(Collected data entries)
* Start *

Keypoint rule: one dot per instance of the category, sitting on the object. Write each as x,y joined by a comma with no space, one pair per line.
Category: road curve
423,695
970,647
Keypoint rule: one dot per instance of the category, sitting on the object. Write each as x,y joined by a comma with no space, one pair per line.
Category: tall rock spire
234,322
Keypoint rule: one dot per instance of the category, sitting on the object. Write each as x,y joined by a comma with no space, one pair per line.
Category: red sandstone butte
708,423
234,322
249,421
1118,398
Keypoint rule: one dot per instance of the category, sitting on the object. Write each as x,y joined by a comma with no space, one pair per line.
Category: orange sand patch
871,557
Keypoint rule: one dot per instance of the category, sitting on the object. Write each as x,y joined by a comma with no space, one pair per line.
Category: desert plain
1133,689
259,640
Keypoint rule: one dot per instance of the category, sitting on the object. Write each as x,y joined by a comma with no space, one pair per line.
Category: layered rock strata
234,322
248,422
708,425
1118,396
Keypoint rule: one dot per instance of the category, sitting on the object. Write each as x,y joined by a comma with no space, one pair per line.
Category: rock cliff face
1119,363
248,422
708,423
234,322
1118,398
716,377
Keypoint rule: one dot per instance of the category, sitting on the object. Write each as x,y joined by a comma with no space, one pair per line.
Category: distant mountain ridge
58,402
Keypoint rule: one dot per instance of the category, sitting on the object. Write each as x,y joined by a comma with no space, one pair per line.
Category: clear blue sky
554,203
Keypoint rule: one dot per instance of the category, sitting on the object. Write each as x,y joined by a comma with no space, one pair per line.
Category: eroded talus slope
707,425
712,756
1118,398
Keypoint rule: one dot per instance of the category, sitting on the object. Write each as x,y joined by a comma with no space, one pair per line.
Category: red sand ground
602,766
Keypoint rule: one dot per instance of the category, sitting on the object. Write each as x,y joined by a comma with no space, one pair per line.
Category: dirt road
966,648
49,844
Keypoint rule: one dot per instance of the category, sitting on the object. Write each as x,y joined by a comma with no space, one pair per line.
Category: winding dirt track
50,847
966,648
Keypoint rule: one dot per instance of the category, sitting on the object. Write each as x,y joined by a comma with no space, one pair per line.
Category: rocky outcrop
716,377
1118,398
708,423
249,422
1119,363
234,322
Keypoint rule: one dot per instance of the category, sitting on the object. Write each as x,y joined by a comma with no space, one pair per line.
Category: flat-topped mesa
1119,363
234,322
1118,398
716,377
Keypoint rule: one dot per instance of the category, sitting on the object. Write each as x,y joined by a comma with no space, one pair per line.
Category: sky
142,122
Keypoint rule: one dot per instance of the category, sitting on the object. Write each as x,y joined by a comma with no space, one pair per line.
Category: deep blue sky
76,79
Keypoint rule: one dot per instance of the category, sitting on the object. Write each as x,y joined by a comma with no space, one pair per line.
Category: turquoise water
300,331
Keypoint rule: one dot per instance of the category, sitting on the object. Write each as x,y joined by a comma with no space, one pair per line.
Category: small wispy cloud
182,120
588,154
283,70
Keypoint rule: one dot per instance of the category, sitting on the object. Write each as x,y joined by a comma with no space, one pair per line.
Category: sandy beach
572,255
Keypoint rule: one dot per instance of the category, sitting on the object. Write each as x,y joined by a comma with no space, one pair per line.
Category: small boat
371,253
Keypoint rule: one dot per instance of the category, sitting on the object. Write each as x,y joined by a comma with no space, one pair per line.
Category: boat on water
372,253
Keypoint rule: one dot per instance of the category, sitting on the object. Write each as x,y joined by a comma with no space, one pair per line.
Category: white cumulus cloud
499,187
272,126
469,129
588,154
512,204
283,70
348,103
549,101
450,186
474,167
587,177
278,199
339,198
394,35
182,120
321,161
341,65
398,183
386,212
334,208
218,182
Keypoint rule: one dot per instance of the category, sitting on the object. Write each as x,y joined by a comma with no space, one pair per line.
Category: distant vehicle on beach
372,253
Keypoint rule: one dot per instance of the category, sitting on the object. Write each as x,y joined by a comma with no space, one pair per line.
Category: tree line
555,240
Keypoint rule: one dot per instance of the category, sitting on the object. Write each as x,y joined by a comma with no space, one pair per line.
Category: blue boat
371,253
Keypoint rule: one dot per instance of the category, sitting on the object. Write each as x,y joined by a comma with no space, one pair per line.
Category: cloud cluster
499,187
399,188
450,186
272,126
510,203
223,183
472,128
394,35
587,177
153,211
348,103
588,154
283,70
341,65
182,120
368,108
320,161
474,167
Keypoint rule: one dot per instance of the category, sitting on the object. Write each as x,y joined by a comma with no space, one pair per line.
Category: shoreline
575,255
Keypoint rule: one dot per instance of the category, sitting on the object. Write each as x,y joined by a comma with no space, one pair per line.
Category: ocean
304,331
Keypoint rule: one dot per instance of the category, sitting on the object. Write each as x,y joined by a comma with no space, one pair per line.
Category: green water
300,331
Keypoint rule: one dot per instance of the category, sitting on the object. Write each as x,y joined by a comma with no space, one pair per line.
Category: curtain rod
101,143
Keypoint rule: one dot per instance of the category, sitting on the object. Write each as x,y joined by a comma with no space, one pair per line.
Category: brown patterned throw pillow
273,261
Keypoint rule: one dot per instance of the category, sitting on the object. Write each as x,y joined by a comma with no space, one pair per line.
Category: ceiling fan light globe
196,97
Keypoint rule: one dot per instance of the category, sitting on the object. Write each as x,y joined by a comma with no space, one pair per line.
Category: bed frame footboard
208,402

* End *

> OBJECTIVE:
List every line in the records above that contains the string "dirt".

> RESPONSE TO THIS TASK:
Category: dirt road
Category: winding dirt track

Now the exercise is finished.